= Brief =
Return each line of the items below that contains the string "steel", copied in full. The match is case-sensitive.
======
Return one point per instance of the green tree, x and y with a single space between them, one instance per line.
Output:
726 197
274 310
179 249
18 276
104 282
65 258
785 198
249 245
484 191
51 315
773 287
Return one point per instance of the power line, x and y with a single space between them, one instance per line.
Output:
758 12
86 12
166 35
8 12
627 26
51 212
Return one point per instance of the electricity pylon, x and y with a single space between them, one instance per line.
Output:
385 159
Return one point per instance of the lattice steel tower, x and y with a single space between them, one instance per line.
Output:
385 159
======
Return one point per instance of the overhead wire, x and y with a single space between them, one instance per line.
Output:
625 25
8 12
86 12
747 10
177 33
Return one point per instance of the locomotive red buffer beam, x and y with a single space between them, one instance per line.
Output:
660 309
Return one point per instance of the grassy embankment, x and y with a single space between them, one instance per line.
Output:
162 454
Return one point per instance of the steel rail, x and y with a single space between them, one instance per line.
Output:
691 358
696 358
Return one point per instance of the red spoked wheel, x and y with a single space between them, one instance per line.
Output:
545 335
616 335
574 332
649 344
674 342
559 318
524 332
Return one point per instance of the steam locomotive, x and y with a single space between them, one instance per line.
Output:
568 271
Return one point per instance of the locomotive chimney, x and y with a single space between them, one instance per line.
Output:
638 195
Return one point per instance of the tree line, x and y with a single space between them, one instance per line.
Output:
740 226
======
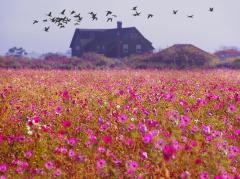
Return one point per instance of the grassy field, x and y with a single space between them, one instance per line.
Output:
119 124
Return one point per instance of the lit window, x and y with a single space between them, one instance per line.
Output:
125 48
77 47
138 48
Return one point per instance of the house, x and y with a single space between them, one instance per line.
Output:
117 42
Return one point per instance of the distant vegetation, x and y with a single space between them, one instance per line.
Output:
======
= Exercise answer =
Return one point per instance of the lattice steel tower, x and y with a single space between them, one instance per line.
Return one point per instance of the steel rail, x and y with a single space between them, one instance per line.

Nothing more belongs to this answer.